(Beginning of Dataset)

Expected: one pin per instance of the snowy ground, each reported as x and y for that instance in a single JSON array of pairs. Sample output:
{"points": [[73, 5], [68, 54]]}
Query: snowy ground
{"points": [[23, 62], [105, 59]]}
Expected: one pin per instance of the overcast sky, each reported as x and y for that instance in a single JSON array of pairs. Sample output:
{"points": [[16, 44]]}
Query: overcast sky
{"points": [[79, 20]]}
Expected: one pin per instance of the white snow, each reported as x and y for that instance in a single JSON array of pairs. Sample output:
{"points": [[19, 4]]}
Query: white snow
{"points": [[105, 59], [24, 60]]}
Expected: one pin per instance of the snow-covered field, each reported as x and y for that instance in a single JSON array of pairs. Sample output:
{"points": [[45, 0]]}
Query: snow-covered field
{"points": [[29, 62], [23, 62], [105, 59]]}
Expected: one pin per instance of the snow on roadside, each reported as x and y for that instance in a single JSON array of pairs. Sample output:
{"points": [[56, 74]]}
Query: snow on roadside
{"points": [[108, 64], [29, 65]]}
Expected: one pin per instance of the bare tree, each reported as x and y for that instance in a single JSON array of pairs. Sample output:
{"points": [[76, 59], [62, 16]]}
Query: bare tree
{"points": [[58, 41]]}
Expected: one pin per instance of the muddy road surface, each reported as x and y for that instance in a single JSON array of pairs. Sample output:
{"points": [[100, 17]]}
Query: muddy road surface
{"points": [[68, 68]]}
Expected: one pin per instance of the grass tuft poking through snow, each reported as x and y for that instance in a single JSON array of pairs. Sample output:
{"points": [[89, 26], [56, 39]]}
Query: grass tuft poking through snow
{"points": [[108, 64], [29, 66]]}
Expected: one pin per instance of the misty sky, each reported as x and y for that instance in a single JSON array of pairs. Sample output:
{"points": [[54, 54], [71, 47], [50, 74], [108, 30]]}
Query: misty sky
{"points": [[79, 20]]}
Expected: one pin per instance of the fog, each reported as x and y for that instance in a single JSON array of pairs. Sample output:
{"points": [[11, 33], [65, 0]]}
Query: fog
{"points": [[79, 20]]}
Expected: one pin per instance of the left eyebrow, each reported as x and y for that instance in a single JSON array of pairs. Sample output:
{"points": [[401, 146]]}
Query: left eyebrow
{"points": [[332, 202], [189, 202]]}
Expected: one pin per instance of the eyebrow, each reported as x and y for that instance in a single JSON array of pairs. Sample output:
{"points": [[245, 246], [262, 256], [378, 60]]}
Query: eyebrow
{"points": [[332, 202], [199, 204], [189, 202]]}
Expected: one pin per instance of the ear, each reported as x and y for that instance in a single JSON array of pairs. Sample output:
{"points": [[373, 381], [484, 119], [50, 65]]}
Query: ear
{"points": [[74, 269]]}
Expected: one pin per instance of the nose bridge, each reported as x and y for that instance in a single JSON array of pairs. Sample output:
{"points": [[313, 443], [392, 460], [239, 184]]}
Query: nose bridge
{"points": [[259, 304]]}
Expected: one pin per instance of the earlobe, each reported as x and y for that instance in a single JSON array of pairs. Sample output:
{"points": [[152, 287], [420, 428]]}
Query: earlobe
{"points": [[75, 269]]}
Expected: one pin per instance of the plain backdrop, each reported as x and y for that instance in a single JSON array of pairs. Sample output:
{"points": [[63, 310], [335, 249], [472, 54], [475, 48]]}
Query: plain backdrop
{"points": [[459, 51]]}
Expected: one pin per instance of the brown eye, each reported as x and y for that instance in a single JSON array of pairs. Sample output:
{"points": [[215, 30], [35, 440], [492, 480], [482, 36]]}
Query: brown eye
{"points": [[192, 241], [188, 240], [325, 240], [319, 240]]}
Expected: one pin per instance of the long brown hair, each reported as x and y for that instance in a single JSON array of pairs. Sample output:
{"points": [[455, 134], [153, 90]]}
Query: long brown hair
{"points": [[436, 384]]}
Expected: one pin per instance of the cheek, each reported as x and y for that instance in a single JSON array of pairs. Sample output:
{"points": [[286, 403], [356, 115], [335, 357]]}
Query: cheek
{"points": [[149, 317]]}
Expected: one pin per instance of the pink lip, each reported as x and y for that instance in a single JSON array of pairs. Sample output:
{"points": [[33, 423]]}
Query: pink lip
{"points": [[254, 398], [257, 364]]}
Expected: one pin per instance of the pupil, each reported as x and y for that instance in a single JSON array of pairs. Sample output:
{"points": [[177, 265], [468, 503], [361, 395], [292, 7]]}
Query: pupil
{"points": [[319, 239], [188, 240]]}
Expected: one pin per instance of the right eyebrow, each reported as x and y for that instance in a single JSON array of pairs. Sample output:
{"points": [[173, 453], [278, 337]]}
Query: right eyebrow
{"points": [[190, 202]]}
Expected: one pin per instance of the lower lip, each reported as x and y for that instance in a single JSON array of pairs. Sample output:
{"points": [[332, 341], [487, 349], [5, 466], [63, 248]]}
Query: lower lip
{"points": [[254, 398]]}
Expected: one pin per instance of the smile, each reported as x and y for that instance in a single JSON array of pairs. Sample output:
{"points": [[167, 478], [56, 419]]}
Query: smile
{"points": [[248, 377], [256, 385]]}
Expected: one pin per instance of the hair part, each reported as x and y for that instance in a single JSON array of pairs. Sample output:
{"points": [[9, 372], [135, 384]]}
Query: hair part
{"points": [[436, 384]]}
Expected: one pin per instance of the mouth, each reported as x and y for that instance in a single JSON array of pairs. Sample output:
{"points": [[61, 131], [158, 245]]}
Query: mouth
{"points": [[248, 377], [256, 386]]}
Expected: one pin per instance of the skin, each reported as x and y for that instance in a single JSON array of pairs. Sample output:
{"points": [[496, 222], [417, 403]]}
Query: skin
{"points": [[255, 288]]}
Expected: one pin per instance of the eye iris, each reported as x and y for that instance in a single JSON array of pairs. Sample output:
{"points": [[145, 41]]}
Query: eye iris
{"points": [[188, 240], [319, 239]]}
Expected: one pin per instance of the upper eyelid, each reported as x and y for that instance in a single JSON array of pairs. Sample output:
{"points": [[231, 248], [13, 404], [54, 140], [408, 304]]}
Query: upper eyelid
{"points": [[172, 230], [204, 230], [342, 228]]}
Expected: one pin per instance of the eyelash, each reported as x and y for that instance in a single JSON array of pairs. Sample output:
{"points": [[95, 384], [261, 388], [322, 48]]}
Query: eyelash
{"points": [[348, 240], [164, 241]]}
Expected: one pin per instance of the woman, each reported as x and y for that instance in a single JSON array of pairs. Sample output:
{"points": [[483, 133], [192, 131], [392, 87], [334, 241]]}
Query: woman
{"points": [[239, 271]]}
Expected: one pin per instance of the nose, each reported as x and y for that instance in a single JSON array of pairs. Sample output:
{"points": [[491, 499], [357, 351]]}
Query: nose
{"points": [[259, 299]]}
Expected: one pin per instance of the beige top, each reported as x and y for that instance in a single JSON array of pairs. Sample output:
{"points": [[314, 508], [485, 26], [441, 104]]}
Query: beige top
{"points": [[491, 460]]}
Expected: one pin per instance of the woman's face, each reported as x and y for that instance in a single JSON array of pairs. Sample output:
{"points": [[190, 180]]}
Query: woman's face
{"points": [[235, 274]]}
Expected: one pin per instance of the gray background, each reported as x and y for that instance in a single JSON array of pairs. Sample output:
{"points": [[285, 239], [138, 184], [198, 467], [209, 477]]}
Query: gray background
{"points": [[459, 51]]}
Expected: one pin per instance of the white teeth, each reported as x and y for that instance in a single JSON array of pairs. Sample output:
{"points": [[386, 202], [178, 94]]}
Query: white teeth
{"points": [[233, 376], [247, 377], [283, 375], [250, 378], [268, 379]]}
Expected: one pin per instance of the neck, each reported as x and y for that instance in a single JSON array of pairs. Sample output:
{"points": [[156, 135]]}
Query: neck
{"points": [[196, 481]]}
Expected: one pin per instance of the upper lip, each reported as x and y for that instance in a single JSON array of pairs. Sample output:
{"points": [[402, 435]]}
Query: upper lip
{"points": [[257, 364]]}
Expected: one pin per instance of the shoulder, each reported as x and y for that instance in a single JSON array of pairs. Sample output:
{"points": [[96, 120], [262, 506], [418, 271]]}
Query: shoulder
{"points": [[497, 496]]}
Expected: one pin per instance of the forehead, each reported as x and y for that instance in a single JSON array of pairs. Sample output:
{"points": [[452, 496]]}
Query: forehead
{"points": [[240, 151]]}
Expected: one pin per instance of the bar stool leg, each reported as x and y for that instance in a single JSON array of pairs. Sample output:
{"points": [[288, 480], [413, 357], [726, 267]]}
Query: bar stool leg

(End of Dataset)

# [To do]
Look through the entries above. Extract each line with the word "stool".

# [Result of this exercise]
Expected: one pin per instance of the bar stool leg, each reported as x and y for that instance in a single JSON array of pairs. Sample output:
Query: bar stool leg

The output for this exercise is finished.